▸ **Page excerpt**
-------------------------

# What Does This Hold?



## Steve Shannon (Dec 13, 2015)

When I bought my lathe I got a box full of tools, cutters, drill bits with mt2 shanks, reamers with mt2 shanks, and this, which seems to be some kind of toolholder. It looks like whatever tool fits it must have some kind of crosspiece that is locked in place by turning the top of the holder. 






Steve Shannon, P.E.


----------



## derf (Dec 13, 2015)

I can't give a definitive answer, but because it has a MT, it is for a drill, reamer, counterbore or other tool that cuts from the end. Judging by the mass, it was designed to turn at lower rpm. Judging by the length and diameter and all the knurling, it was designed to be changing the tool out by hand. I've never seen a cross  bar locking sytem like that tho...


----------



## kd4gij (Dec 13, 2015)

Does it have any writing on it? What is the bore size?


----------



## TOOLMASTER (Dec 13, 2015)

will a die fit in it?


----------



## Steve Shannon (Dec 13, 2015)

No writing that I could find. The shank is MT2. The bore is 3/4 inch. I just noticed that there's a cross bar in the bore. It's about 1/4 inch diameter round bar about 3 inches deep. 




Steve Shannon, P.E.


----------



## dulltool17 (Dec 13, 2015)

I'm gonna go out on a long, slender limb and take a stab at this. 
It seems like it might be a floating reamer holder of sorts, or at least might be adaptable for the purpose.


----------



## Steve Shannon (Dec 13, 2015)

I think the bore is straight walled. The round crossbar in the holder and the square slot for a crossbar at the top are nothing I've seen, but that's not saying anything. 


Steve Shannon, P.E.


----------



## kd4gij (Dec 14, 2015)

Does the end come off ?


----------



## 4GSR (Dec 14, 2015)

This was set up to hold honing mandrels in your drill press.  It uses the Superior brand tooling which is pretty much obsolete today. I believe what is left of Superior Hone is owned by Sunnen today.


----------



## Uglydog (Dec 14, 2015)

Looks like 4gsr is right again.
http://www.ebay.com/itm/SUPERIOR-Ho...183697?hash=item41a16d85d1:g:d50AAOSwAKxWX2j4

Lots of superior honing parts available. 

Daryl
MN


----------



## Steve Shannon (Dec 14, 2015)

kd4gij said:


> Does the end come off ?


Not that I know of. Maybe by removing a screw. 


Steve Shannon, P.E.


----------



## Steve Shannon (Dec 14, 2015)

-------------------------

▸ **Listed records**
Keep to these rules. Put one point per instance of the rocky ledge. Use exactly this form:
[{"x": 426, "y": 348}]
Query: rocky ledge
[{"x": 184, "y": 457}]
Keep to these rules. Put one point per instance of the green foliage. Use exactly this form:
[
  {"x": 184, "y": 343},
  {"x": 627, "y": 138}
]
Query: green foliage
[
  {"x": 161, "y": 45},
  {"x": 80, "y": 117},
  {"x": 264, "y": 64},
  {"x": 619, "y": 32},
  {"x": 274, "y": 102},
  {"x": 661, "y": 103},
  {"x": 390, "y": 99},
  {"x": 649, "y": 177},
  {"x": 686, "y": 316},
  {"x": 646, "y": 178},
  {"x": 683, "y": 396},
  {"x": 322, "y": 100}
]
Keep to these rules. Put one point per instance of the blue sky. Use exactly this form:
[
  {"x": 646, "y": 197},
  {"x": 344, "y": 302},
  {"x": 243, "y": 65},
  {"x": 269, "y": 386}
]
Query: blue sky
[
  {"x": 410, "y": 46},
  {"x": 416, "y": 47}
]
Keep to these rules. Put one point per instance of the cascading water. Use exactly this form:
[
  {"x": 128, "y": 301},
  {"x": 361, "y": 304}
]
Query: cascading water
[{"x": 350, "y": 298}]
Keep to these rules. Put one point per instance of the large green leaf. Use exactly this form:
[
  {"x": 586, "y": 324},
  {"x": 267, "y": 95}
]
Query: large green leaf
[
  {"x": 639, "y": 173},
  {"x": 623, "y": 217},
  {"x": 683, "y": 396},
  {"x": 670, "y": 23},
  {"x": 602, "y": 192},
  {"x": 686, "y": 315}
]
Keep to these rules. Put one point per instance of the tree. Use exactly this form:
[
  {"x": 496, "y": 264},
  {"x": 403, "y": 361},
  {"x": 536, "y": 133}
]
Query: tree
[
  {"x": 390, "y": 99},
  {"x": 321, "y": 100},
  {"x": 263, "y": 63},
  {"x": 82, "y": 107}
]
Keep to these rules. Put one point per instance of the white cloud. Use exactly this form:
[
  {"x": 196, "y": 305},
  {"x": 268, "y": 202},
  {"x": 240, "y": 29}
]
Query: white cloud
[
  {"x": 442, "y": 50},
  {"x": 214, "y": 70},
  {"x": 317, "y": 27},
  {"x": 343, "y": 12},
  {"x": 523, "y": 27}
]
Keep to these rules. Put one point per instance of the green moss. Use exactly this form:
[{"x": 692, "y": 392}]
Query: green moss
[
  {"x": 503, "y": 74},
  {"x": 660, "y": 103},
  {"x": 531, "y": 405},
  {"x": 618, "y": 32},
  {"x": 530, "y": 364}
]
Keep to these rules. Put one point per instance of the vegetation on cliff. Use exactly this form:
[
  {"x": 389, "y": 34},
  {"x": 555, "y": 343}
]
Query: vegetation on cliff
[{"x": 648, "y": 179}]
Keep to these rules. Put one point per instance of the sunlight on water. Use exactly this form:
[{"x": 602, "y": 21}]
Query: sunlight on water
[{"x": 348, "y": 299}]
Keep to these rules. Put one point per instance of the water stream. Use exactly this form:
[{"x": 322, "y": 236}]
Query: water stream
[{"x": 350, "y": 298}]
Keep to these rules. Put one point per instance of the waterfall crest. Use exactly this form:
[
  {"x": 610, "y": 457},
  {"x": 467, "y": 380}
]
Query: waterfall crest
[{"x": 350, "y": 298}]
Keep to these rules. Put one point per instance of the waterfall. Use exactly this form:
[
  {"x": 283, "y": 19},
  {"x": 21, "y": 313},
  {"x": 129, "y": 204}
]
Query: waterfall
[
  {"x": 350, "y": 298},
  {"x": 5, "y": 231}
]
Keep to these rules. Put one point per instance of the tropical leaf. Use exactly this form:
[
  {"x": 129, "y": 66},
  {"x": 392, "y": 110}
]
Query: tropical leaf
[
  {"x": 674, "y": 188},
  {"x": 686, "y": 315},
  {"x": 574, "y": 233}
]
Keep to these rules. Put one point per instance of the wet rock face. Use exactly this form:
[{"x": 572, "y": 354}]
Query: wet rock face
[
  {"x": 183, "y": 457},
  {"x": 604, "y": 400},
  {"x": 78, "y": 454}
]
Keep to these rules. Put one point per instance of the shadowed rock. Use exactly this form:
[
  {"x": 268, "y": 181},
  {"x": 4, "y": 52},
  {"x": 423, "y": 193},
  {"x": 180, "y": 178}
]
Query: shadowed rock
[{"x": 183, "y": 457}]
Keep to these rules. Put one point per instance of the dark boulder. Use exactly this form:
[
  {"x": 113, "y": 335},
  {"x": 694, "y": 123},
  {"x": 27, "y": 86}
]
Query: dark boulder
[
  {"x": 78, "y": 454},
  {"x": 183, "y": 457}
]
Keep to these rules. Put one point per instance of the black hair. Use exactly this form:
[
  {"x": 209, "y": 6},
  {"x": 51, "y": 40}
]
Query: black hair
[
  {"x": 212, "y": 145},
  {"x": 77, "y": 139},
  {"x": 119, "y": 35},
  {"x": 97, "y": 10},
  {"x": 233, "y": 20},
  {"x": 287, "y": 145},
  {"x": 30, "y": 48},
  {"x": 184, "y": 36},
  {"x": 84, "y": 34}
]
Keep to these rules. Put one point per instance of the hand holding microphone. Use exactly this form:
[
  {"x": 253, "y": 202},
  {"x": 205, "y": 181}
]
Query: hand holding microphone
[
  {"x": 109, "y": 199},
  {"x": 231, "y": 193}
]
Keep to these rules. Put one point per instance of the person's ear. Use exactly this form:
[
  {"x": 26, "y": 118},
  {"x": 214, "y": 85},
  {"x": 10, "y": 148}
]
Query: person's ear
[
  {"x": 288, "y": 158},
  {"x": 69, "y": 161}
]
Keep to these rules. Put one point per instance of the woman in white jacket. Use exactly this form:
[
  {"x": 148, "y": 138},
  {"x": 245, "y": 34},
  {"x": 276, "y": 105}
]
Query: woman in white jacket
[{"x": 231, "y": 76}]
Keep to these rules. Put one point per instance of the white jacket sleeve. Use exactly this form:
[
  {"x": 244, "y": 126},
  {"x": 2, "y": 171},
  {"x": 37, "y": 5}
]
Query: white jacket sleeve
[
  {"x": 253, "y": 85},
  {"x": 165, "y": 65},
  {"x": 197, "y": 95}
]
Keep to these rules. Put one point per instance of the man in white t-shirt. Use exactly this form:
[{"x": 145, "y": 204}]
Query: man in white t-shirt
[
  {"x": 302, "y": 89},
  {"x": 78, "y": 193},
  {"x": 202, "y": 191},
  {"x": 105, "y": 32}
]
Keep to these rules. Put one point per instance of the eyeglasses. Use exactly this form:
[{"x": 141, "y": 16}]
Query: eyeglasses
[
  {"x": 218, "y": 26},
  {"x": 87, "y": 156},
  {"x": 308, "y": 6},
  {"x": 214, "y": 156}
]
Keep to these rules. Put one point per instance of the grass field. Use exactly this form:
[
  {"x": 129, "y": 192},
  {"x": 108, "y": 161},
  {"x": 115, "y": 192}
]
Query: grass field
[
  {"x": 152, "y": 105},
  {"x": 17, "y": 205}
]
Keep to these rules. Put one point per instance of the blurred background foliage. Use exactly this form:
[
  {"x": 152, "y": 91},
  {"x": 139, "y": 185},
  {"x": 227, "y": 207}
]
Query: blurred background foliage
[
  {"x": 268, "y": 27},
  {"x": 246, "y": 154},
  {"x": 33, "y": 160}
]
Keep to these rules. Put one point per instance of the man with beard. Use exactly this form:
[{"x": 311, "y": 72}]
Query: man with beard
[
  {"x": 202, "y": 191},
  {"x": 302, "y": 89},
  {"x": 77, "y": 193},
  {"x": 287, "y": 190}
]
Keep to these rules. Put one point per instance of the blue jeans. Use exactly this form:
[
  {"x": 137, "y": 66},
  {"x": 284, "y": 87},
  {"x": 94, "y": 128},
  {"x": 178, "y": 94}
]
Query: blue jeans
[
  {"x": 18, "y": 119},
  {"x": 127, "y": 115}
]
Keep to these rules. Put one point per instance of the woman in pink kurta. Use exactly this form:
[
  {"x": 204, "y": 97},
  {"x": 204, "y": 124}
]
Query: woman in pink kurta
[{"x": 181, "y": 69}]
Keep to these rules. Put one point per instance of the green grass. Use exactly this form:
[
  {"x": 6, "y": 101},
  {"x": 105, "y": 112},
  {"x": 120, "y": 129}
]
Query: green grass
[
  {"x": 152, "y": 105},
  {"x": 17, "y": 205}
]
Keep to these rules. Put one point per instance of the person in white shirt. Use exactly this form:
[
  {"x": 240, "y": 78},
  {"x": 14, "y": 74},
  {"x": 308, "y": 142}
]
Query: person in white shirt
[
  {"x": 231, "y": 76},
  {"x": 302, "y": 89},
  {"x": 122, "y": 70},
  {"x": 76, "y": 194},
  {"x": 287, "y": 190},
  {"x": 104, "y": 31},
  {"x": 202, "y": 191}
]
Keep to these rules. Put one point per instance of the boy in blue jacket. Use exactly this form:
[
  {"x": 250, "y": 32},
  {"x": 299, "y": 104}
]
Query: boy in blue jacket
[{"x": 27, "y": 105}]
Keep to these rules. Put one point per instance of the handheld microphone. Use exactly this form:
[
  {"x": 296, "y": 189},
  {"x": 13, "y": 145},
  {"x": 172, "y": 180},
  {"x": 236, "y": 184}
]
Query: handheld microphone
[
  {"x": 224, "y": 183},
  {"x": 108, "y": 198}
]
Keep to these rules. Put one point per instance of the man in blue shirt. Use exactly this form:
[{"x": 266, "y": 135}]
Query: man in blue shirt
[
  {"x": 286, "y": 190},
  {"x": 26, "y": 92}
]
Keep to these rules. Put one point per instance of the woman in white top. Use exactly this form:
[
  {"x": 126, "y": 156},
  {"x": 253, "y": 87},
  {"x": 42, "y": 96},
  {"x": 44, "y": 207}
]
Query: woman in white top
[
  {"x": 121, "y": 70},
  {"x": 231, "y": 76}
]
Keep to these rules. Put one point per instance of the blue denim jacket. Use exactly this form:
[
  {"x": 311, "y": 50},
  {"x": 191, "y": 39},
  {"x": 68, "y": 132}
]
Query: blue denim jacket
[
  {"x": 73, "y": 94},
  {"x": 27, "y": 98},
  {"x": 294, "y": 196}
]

-------------------------

▸ **Written tasks**
(a) List every distinct username that appears as a post author in the forum thread about the mystery toolholder.
(b) Return the passage of the forum thread about the mystery toolholder between "will a die fit" and "3 inches deep.", inclusive, copied word for word.
You can set the records aside; nothing here depends on them.

▸ **Solved tasks**
(a) Steve Shannon, derf, kd4gij, TOOLMASTER, dulltool17, 4GSR, Uglydog

(b)
will a die fit in it?


----------



## Steve Shannon (Dec 13, 2015)

No writing that I could find. The shank is MT2. The bore is 3/4 inch. I just noticed that there's a cross bar in the bore. It's about 1/4 inch diameter round bar about 3 inches deep.